**Set exercise:** Count the lines in the records below that contain the word "face", and reply with that number alone.

(Records from a dataset)
+++++
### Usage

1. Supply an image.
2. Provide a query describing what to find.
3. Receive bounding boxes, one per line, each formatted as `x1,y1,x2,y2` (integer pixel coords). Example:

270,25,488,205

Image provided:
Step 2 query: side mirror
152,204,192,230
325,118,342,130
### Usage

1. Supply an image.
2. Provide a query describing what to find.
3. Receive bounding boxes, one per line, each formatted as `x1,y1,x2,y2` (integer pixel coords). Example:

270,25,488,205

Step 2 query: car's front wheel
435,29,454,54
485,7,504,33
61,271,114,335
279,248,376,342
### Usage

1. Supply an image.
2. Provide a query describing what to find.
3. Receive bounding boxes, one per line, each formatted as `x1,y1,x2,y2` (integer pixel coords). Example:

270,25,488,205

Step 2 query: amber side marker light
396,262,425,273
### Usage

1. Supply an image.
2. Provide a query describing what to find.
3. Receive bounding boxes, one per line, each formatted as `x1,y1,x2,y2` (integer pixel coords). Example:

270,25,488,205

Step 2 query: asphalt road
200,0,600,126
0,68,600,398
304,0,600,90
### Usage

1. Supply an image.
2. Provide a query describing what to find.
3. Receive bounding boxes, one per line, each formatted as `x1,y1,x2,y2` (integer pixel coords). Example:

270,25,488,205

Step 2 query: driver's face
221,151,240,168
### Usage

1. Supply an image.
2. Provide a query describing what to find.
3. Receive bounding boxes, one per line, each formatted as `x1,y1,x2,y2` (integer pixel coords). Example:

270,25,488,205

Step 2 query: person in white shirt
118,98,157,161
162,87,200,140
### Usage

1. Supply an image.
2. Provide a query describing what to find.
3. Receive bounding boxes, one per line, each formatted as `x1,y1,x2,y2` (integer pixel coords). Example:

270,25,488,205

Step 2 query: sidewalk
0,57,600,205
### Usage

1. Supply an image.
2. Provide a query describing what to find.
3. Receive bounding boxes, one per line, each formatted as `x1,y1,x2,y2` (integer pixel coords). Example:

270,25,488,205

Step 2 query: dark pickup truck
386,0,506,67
+++++
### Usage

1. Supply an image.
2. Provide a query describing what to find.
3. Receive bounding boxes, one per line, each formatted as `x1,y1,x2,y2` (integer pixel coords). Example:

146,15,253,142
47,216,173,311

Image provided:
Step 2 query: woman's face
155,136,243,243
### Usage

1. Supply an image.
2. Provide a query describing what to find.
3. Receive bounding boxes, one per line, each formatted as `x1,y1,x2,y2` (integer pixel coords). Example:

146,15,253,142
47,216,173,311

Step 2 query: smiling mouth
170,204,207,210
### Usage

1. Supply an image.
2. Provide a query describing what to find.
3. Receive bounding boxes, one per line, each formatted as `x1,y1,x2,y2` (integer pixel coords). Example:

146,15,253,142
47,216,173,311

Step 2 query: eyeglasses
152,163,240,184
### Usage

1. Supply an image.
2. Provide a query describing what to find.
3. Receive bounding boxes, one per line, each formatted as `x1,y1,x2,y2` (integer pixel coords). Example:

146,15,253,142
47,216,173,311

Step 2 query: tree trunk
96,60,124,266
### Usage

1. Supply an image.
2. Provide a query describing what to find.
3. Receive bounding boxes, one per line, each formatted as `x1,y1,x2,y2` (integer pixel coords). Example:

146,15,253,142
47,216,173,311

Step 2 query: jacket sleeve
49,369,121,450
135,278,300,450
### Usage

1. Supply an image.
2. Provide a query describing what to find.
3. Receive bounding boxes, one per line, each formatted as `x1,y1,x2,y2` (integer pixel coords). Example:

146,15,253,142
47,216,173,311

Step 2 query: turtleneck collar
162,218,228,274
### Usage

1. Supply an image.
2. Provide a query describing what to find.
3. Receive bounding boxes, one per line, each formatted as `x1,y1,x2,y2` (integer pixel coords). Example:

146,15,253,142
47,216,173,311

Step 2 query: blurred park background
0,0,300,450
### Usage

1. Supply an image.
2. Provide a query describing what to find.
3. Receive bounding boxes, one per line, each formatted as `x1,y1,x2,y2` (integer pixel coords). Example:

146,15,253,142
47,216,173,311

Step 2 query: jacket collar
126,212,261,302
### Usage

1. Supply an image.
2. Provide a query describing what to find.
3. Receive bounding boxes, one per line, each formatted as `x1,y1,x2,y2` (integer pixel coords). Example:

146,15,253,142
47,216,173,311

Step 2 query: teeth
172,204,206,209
+++++
**Output for this task:** 2